* BEGIN Source records *
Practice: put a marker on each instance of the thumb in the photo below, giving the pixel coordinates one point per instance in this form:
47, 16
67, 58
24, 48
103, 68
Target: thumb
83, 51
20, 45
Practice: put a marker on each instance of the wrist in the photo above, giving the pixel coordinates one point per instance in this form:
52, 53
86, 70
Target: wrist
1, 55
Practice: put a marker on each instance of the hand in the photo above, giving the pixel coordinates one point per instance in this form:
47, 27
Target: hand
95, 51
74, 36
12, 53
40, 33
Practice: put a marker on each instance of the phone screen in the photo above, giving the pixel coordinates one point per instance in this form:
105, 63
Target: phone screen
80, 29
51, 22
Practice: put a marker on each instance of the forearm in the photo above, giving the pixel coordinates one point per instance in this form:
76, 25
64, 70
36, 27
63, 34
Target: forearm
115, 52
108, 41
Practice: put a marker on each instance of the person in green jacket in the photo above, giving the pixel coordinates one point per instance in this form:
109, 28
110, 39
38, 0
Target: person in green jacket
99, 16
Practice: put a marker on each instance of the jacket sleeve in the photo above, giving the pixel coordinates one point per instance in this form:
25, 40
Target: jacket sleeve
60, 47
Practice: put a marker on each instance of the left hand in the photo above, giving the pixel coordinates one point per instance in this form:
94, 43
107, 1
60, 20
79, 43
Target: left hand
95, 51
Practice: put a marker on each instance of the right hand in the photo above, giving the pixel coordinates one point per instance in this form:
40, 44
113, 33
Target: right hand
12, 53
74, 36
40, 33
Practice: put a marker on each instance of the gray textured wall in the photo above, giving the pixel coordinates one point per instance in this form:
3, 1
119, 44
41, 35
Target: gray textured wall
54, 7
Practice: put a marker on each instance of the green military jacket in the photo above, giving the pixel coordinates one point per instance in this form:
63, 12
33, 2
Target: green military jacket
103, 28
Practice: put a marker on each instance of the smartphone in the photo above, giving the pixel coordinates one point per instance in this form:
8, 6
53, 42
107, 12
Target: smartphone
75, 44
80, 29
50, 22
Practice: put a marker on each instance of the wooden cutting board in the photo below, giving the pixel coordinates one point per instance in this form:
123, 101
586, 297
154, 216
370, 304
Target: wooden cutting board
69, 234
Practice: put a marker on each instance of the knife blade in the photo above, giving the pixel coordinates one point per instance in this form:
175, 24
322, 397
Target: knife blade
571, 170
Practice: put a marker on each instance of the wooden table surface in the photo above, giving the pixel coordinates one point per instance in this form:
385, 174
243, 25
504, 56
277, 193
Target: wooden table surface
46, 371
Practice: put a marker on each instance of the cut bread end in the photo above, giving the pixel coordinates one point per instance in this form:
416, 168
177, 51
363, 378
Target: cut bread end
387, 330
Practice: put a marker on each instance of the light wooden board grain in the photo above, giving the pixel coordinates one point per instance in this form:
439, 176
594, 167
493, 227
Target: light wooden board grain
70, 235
* END Source records *
**What the exercise asks**. Reproduce every one of the lines above word for word, from the first to the last.

**Reply**.
Practice: put a marker on each instance of the thumb in the photo below, giving the pixel coordinates one point per instance in this form:
47, 16
67, 58
24, 48
103, 68
Target: thumb
83, 51
20, 45
Practice: put a marker on each instance of the wrist in the photo above, giving the pixel coordinates one point per instance in this form:
52, 53
86, 70
Target: wrist
1, 55
Practice: put a marker on each instance of the hand in the photo above, giving the pixel coordinates one point per instance in this form:
47, 27
Target: hand
95, 51
74, 36
12, 53
40, 33
Practice: put a marker on each instance of the phone screen in the photo above, giving the pixel coordinates one point per instance in this form:
105, 63
Target: phone screen
80, 29
51, 22
Practice: put a marker on each instance of the forearm in the photo above, giving the pixel coordinates one point per instance in this form:
76, 25
64, 70
36, 27
63, 34
Target: forearm
115, 52
108, 41
Practice: put a marker on each instance of the person in green jacket in the photo above, giving the pixel coordinates one point per instance in this form:
109, 28
110, 39
38, 0
Target: person in green jacket
99, 16
Practice: put a marker on each instance of the jacket sleeve in the photo above, giving the pixel coordinates one point per instance in this form:
25, 40
Target: jacket sleeve
60, 47
Practice: put a marker on each instance of the left hand in the photo above, giving the pixel coordinates one point per instance in this form:
94, 43
107, 1
60, 20
79, 43
Target: left hand
95, 51
Practice: put a marker on each instance of the right hand in the photo above, giving the pixel coordinates one point per instance in this form:
40, 44
113, 33
Target: right hand
12, 53
74, 36
40, 33
Practice: put a marker on each instance of the gray textured wall in the photo above, giving the pixel coordinates one point per instance in this form:
3, 1
119, 44
41, 35
Target: gray textured wall
54, 7
Practice: put a marker on each instance of the green military jacket in the photo above, giving the pixel coordinates one point per instance in this form:
63, 12
33, 2
Target: green military jacket
103, 28
Practice: put a marker on each instance of the smartphone in the photo above, giving the pixel coordinates one point per instance in this form:
8, 6
53, 42
107, 12
Target: smartphone
75, 44
80, 29
50, 22
Practice: put a marker on each instance of the wooden cutting board in the photo below, giving the pixel coordinates one point per instance in this form:
123, 101
586, 297
154, 216
370, 304
Target: wooden cutting board
69, 234
Practice: put a marker on each instance of the knife blade in the photo above, giving the pixel coordinates one point per instance in this form:
175, 24
322, 397
Target: knife blade
571, 170
Practice: put a marker on each instance of the wooden table surface in the photo above, giving the pixel coordinates one point per instance in this form:
385, 174
243, 25
504, 56
277, 193
Target: wooden table surface
46, 371
Practice: put a marker on each instance of the cut bread end in the photo above, giving the pixel coordinates one point per instance in this form:
416, 168
177, 51
363, 378
Target: cut bread end
387, 330
Practice: put a marker on each instance of the light wooden board grain in the photo above, giving the pixel coordinates one point per instance in this form:
439, 176
594, 167
493, 227
Target: light wooden board grain
70, 235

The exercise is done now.